### DOCUMENT SEGMENT ###

Antibiotic with novel mechanism offers new hope for treating resistant infections

This week saw the publication of a potential new class of antibiotics and their mechanism (Zampaloni et al., 2024, Pahil et al., 2024).

The news is met with excitement in the field due to the importance and rarity of novel antibiotic classes making it to the clinic.

It has been around two decades since a new class of antibiotics with activity against any pathogen made it to patients. The WHO estimates that there are currently 77 new antibacterial treatments in clinical development as of mid-2023, with the vast majority being new iterations of existing antibiotics rather than potential new classes.

Acinetobacter baumannii has proved a particularly difficult target for new antibiotic development, with no new approved antibiotics reaching patients for over 50 years. A. baumannii is an opportunistic pathogen, most commonly causing hospital-acquired pneumonia and bloodstream infections. Concerningly, recent surveillance shows increasing reports of pan-resistant strains across the globe – with high associated mortality. It is therefore no surprise that A. baumannii remains critically important on the WHO’s priority pathogen list.

Zosurabalpin and two other macrocyclic peptides were found in this recent work which excitingly have potent antibacterial activity against carbapenem-resistant A. baumannii (CRAB).

A novel mechanism to treat resistant strains

The macrocyclic peptides developed by Roche, including zosurabalpin and two other candidates, have a novel mechanism of action involving blocking the transport of the key component of Gram-negative bacterial membranes to the external surface of the cell.

Seven lipopolysaccharide transport (Lpt) proteins bridge the two membranes of Gram-negative bacteria such as A. baumannii, Pseudomonas aeruginosa, and Enterobacteriaceae like E. coli.

The new mechanism of action of zosurabalpin blocks the transport of lipopolysaccharide (LPS) after its synthesis inside the bacterium, to its desired position where it forms the outermost protective surface of the cell. It is thought that the resulting accumulation of LPS intermediates is toxic to the bacterium, resulting in cell death.

What’s next?

With zosurabalpin now having entered human clinical trials, we wait with fingers crossed to see how this promising candidate progresses.

###

#### EXERCISE INSTRUCTIONS
Condense the paragraph of the antibiotic article that begins "Acinetobacter baumannii has proved" into a short bulleted list that keeps its main facts.

### PROVIDED MATERIAL ###

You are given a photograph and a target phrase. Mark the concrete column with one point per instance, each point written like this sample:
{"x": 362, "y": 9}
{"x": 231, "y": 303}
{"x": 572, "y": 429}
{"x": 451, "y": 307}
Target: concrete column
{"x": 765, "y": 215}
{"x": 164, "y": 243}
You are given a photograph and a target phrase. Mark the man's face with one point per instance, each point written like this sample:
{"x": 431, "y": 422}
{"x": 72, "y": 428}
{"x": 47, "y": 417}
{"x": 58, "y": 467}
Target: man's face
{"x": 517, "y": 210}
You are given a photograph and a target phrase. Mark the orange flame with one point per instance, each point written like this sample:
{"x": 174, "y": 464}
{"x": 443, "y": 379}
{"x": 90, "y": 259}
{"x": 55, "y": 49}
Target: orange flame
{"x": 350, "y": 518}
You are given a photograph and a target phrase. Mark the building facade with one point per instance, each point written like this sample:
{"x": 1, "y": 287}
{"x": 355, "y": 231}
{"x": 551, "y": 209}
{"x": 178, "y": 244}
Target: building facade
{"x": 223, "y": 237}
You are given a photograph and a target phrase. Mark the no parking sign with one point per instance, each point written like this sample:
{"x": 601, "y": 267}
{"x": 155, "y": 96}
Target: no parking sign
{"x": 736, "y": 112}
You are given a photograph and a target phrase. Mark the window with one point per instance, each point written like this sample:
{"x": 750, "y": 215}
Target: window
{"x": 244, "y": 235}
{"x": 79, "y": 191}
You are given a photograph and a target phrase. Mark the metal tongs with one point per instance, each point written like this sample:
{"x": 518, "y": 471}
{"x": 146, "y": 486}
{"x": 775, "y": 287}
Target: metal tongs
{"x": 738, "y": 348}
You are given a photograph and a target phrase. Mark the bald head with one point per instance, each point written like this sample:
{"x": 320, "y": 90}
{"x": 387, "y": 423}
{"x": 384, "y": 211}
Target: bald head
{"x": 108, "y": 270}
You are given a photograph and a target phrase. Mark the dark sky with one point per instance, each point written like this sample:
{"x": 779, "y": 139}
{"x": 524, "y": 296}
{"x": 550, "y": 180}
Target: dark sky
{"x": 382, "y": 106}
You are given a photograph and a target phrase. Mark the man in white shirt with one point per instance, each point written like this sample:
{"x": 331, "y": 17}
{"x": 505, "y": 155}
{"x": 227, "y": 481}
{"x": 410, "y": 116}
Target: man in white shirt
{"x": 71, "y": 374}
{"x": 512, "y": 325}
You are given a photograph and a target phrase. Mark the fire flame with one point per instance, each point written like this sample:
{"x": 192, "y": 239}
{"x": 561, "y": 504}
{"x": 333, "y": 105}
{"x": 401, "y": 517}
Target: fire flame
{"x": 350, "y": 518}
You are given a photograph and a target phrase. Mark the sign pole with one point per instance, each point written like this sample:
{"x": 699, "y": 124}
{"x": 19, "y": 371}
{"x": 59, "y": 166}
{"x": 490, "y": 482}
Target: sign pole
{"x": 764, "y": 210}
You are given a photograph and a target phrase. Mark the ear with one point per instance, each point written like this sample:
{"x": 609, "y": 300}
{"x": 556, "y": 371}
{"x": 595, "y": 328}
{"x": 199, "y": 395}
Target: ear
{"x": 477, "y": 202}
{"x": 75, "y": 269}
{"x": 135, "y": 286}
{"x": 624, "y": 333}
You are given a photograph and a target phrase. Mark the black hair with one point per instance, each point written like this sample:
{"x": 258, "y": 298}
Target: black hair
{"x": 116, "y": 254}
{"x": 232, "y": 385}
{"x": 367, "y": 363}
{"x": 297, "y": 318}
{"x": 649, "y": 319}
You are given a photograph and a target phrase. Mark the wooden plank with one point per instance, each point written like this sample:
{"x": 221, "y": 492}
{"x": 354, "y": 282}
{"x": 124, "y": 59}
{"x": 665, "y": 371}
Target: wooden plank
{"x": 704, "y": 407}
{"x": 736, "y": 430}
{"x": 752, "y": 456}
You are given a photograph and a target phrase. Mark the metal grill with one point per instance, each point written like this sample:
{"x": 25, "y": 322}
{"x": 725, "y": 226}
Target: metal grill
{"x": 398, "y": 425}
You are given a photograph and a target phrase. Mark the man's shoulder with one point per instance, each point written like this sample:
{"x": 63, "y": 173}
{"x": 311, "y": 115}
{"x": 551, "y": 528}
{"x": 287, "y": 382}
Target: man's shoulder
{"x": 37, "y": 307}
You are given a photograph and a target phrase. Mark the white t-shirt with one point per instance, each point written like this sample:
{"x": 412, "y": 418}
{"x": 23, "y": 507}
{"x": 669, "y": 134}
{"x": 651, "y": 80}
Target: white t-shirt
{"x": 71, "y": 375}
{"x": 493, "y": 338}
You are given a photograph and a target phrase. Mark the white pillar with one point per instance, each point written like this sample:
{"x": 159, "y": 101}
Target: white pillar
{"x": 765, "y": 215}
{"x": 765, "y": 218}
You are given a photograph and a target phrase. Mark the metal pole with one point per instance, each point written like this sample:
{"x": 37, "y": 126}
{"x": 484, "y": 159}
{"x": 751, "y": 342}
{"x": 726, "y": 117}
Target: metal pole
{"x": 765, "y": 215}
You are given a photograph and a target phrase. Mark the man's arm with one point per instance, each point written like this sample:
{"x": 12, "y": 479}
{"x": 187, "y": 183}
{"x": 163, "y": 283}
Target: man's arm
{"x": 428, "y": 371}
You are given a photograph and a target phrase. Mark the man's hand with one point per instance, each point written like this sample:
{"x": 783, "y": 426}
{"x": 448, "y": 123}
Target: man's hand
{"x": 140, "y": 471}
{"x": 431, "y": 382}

###

#### SOLVED PROBLEM
- Acinetobacter baumannii has been a particularly difficult target for new antibiotic development; no new approved antibiotic has reached patients for over 50 years.
- It is an opportunistic pathogen, most often causing hospital-acquired pneumonia and bloodstream infections.
- Recent surveillance shows more reports worldwide of pan-resistant strains, which carry high mortality.
- It remains critically important on the WHO's priority pathogen list.